WRITTEN EXERCISE 1: Please rewrite the passage on end-of-stream signaling from "In one embodiment, the" up to and including "(CPB delay+DPB delay).", replacing "effective time" with "activation time".
WRITTEN EXERCISE 2: In the passage on end-of-stream signaling, which figure's block diagram illustrates the embodiment where information 210 is signaled further ahead?

PASSAGE:
In another embodiment, illustrated by the block diagram of FIG. 2B, information 210 and the end_of_stream NAL Unit 206 is signaled further ahead (e.g., temporally, such as earlier in comparison to information 208, or spatially prior) to allow sufficient lead time to the VSRAPD 108 (i.e., the decoder). For instance, the information 210 accompanying the end_of_stream NAL Unit 206 may indicate the exact number of pictures in the VCL from its location in the video stream after which the end_of_stream NAL Unit 206 is located to identify a potential splice point or where the concatenation occurs. Thus, the information 210 may be provided in the video stream to point ahead to information 206, which identifies a potential splice point to the splicer 104, and to the VSRAPD 108, a concatenation of the first video sequence 202 followed by the second video sequence 204. And the information 210 (or 208) may be used to indicate at the concatenation the properties of the pictures of the first video sequence 202 and possibly of the pictures of the second video sequence 204. Hence the information 210 may provide location information and/or property information pertaining to information 206.

In one embodiment, the effective time of the end_of_stream NAL Unit 206 can be understood in the following context:

second stream's (CPB delay+DPB delay) is<first stream's (CPB delay+DPB delay).

DATA EXCERPT:
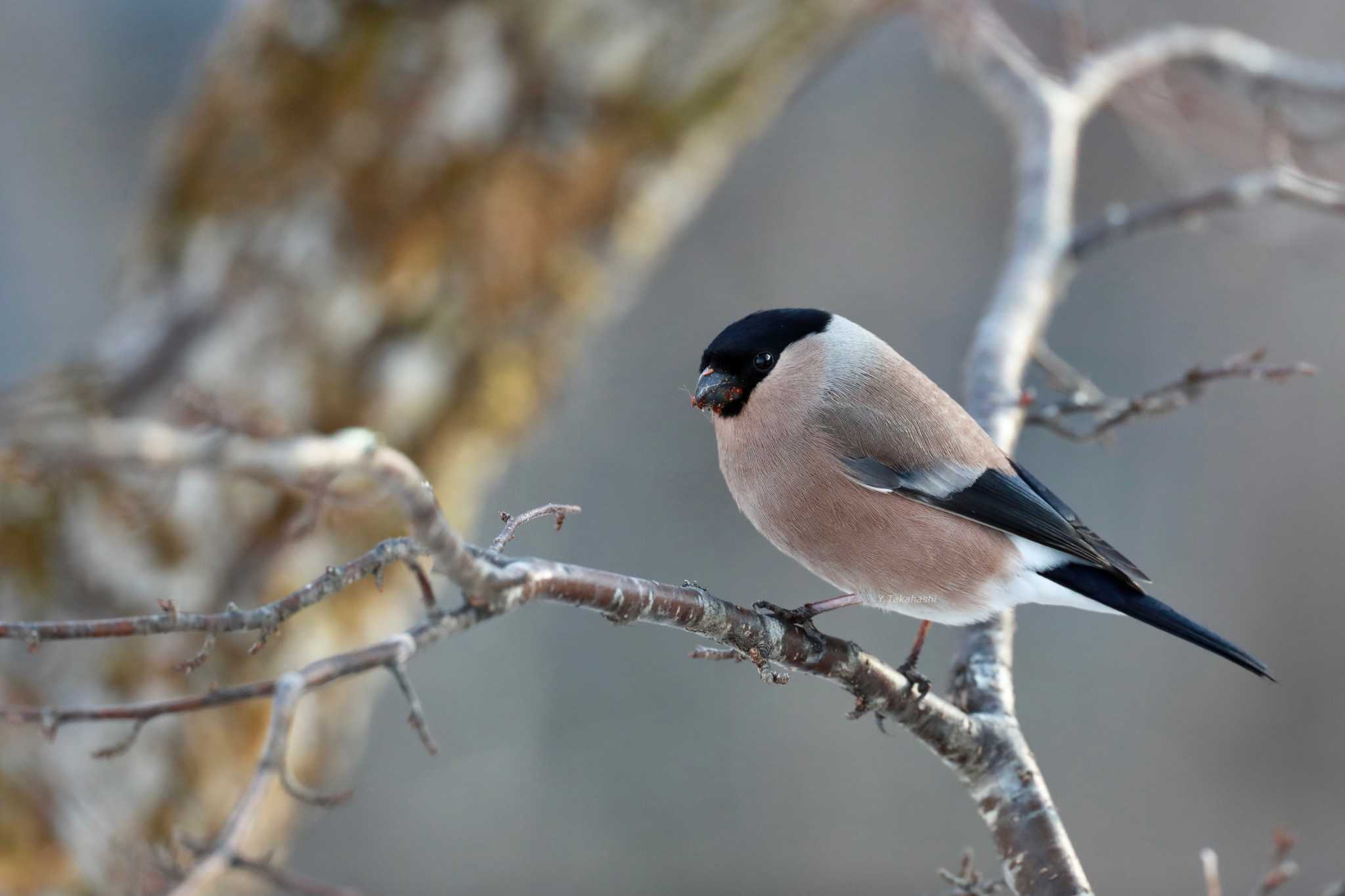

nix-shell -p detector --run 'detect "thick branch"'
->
[0,421,997,896]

WRITTEN ANSWER 1:
In one embodiment, the activation time of the end_of_stream NAL Unit 206 can be understood in the following context:

second stream's (CPB delay+DPB delay) is<first stream's (CPB delay+DPB delay).

WRITTEN ANSWER 2: FIG. 2B